PROMPT: Your task is to copy every line of this material exactly.

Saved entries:
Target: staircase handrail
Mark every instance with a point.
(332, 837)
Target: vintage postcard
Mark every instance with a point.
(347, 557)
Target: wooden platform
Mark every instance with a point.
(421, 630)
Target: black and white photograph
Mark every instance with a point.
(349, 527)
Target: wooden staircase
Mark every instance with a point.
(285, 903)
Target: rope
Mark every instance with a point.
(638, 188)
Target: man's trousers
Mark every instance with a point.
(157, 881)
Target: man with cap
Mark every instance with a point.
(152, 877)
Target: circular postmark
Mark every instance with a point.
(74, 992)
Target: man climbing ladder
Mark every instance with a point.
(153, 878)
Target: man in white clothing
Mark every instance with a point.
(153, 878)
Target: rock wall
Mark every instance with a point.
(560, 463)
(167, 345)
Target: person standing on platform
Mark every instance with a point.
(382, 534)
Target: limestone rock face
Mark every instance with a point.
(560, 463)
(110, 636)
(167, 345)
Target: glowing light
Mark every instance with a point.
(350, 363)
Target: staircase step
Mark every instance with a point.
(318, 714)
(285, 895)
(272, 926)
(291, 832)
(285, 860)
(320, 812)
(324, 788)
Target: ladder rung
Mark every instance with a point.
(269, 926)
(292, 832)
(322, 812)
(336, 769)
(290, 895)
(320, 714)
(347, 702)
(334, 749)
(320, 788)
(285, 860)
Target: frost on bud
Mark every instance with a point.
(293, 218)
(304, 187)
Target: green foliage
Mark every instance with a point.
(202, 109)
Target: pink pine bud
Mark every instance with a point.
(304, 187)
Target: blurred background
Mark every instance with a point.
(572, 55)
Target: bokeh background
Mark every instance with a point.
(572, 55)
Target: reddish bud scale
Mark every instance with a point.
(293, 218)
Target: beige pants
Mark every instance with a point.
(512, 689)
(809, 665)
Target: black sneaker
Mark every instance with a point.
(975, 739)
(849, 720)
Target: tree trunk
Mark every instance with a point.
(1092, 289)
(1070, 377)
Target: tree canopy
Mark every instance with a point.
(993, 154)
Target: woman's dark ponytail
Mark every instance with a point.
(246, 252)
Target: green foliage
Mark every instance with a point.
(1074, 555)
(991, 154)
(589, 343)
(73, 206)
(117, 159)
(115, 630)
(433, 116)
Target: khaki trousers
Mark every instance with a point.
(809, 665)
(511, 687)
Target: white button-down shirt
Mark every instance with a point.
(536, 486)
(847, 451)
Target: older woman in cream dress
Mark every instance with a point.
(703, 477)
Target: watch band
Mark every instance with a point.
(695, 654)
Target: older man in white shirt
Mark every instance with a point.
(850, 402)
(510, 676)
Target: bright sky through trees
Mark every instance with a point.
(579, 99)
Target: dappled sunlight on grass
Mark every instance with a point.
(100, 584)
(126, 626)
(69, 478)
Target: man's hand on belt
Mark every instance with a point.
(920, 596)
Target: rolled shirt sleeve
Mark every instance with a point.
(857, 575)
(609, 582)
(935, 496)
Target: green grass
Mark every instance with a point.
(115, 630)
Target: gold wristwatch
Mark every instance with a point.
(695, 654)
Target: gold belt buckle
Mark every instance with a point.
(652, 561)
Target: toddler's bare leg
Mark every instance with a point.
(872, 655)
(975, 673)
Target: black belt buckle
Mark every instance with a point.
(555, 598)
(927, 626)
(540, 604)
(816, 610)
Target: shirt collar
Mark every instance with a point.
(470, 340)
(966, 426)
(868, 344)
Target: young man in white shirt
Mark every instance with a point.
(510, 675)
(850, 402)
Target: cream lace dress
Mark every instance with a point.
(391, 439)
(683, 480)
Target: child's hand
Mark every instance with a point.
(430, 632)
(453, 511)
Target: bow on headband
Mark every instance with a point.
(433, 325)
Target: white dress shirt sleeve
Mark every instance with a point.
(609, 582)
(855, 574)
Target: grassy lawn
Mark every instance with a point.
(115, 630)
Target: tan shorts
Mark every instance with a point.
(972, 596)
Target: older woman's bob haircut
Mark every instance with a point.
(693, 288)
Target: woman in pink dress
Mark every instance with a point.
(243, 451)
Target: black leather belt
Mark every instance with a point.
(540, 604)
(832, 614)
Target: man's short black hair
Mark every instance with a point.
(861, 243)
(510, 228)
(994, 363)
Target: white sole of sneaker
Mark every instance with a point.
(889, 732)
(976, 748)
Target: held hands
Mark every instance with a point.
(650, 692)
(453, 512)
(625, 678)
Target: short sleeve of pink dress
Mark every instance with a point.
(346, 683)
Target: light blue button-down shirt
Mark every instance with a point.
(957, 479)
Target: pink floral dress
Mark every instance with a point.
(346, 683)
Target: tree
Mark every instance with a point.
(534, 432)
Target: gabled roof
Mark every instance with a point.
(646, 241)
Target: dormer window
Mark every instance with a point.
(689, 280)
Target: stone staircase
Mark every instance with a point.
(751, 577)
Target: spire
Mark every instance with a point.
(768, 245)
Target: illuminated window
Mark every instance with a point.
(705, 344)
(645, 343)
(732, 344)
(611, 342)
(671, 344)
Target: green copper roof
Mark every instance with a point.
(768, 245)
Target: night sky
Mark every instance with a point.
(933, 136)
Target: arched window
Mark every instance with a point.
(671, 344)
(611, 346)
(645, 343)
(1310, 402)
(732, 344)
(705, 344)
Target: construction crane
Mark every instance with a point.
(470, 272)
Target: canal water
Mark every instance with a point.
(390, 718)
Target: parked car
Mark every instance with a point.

EXPECTED OUTPUT:
Target: staircase handrail
Mark every instance with a point.
(332, 837)
Target: vintage postcard
Mark every instance with a point.
(347, 557)
Target: wooden platform
Mark every instance with a point.
(421, 630)
Target: black and white photograph
Mark every instance with a point.
(349, 527)
Target: wooden staircase
Mark every instance with a point.
(285, 903)
Target: rope
Mark every instance with a point.
(638, 188)
Target: man's trousers
Mark every instance with a point.
(157, 881)
Target: man with cap
Mark every instance with a point.
(152, 877)
Target: circular postmark
Mark every instance with a point.
(74, 992)
Target: man climbing ladder
Mark every instance with a point.
(153, 878)
Target: man in white clothing
Mark every instance with a point.
(153, 878)
Target: rock wall
Mark every instance with a point.
(560, 463)
(167, 345)
Target: person standing on platform
Mark every instance with a point.
(382, 534)
Target: limestone rock face
Mark every instance with a point.
(560, 463)
(110, 636)
(167, 345)
Target: glowing light
Mark every instance with a point.
(350, 363)
Target: staircase step
Mark every instance with a point.
(318, 714)
(285, 895)
(272, 926)
(291, 832)
(285, 860)
(320, 812)
(324, 788)
Target: ladder rung
Mark every instance with a point.
(269, 926)
(292, 832)
(322, 812)
(336, 769)
(290, 895)
(320, 714)
(347, 702)
(334, 749)
(320, 788)
(285, 860)
Target: frost on bud
Mark every instance with a point.
(293, 218)
(304, 187)
Target: green foliage
Mark every instance with a point.
(202, 109)
Target: pink pine bud
Mark every instance with a point.
(304, 187)
Target: blurred background
Mark every instance with a point.
(572, 55)
Target: bokeh background
Mark every instance with a point.
(572, 55)
Target: reddish bud scale
Mark every instance with a point.
(293, 218)
Target: beige pants
Mark every instance with a point.
(512, 689)
(809, 665)
Target: black sneaker
Mark every instance with a point.
(975, 739)
(849, 720)
Target: tree trunk
Mark every instance with a point.
(1092, 289)
(1070, 377)
Target: tree canopy
Mark every instance with a point.
(993, 154)
Target: woman's dark ponytail
Mark every instance with a point.
(246, 252)
Target: green foliage
Mark every instance with a point.
(1074, 555)
(991, 154)
(589, 343)
(73, 206)
(117, 159)
(115, 630)
(433, 116)
Target: khaki trousers
Mark every instance with a point.
(809, 665)
(511, 687)
Target: white button-down shirt
Mark every instance with a point.
(536, 486)
(847, 451)
Target: older woman in cream dress
Mark every instance with a point.
(703, 477)
Target: watch band
Mark every instance with a point.
(695, 654)
Target: older man in white shirt
Mark every instance with a point.
(850, 402)
(510, 676)
Target: bright sky through trees
Mark every instance with a point.
(579, 99)
Target: dappled sunlight on grass
Mark every instance with a point.
(100, 584)
(126, 626)
(69, 478)
Target: man's hand on belt
Mark every instance with a point.
(920, 596)
Target: rolled shirt sleeve
Mark every instance with a point.
(857, 575)
(609, 582)
(935, 496)
Target: green grass
Mark every instance with a point.
(115, 630)
Target: gold wristwatch
Mark every instance with a point.
(695, 654)
Target: gold belt buckle
Mark every instance with a point.
(652, 561)
Target: toddler's bare leg
Mark every instance with a point.
(872, 655)
(975, 673)
Target: black belt buckle
Mark every instance with a point.
(555, 598)
(927, 626)
(540, 604)
(816, 610)
Target: shirt collar
Mark every instance with a point.
(470, 340)
(966, 426)
(868, 344)
Target: young man in white shirt
Mark every instance with a point.
(510, 675)
(850, 402)
Target: cream lace dress
Mark every instance with a point.
(391, 439)
(683, 480)
Target: child's hand
Mark every instance with a point.
(430, 632)
(453, 511)
Target: bow on headband
Mark every instance with a point.
(433, 325)
Target: white dress shirt sleeve
Mark every instance with a point.
(609, 582)
(855, 574)
Target: grassy lawn
Mark every instance with a point.
(115, 630)
Target: tan shorts
Mark every instance with a point.
(972, 596)
Target: older woman's bob haircut
Mark every instance with a point.
(693, 288)
Target: woman in pink dress
Mark every instance with a point.
(243, 451)
Target: black leather belt
Mark every instance with a point.
(540, 604)
(832, 614)
Target: man's short black hair
Mark every instance with a point.
(861, 243)
(510, 228)
(994, 363)
Target: white sole of sneaker
Mark every instance with a point.
(889, 732)
(976, 748)
Target: held hands
Mark every instance with a point.
(650, 692)
(453, 512)
(625, 678)
Target: short sleeve of pink dress
Mark every instance with a point.
(346, 683)
Target: light blue button-down shirt
Mark every instance with a point.
(957, 479)
Target: pink floral dress
Mark every instance with a point.
(346, 683)
Target: tree
Mark every instance with a point.
(534, 432)
Target: gabled roof
Mark every instance with a point.
(646, 241)
Target: dormer window
Mark every instance with a point.
(689, 280)
Target: stone staircase
Mark every instance with a point.
(751, 577)
Target: spire
Mark every instance with a point.
(768, 245)
Target: illuminated window
Mark every instance with a point.
(705, 344)
(645, 343)
(732, 344)
(611, 342)
(671, 344)
Target: green copper roof
Mark every instance with a point.
(768, 245)
Target: night sky
Mark every instance with a point.
(933, 136)
Target: arched window
Mark every instance with a point.
(671, 344)
(611, 346)
(645, 343)
(1310, 402)
(732, 344)
(705, 344)
Target: construction crane
Mark every instance with a point.
(470, 272)
Target: canal water
Mark every instance with a point.
(390, 718)
Target: parked car
Mark every instance with a point.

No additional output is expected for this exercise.